• Work instructions: Reproduce every line of the listing below word for word, omitting the pictures.

(Dataset listing)
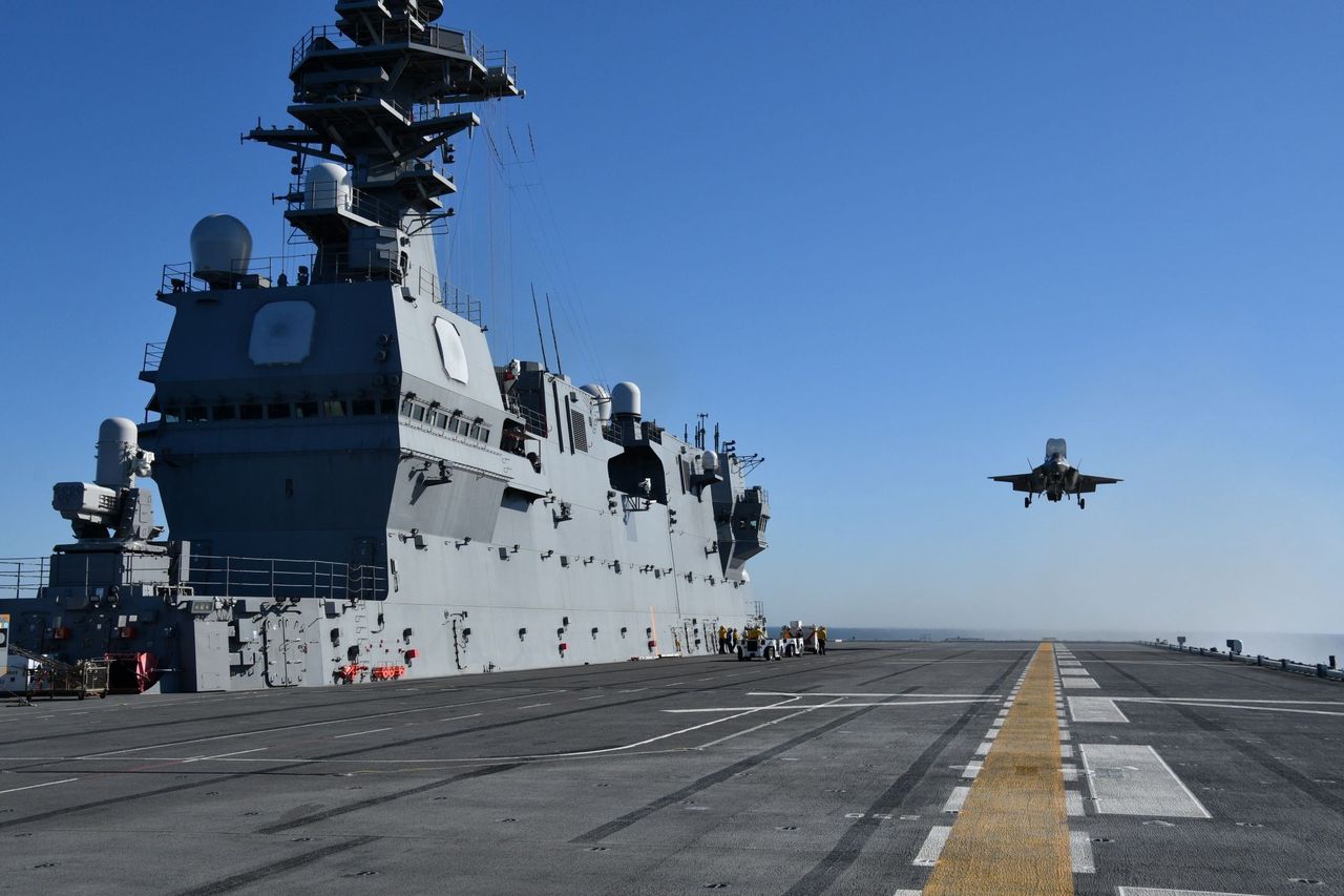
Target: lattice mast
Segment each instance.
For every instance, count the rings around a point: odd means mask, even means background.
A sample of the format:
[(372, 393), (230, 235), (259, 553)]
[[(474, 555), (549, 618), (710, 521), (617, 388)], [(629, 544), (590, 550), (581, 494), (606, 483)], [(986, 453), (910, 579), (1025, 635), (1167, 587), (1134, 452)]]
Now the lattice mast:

• Task result:
Target: lattice mast
Segment each instance.
For every instance, count the rings around a point: odd means mask, even means background.
A sample of the format:
[(372, 393), (230, 235), (259, 553)]
[[(474, 555), (549, 618), (710, 521), (617, 388)], [(629, 544), (590, 550), (581, 494), (606, 483)], [(986, 453), (910, 579), (1025, 635), (1167, 587), (1134, 452)]]
Now the lattice mast:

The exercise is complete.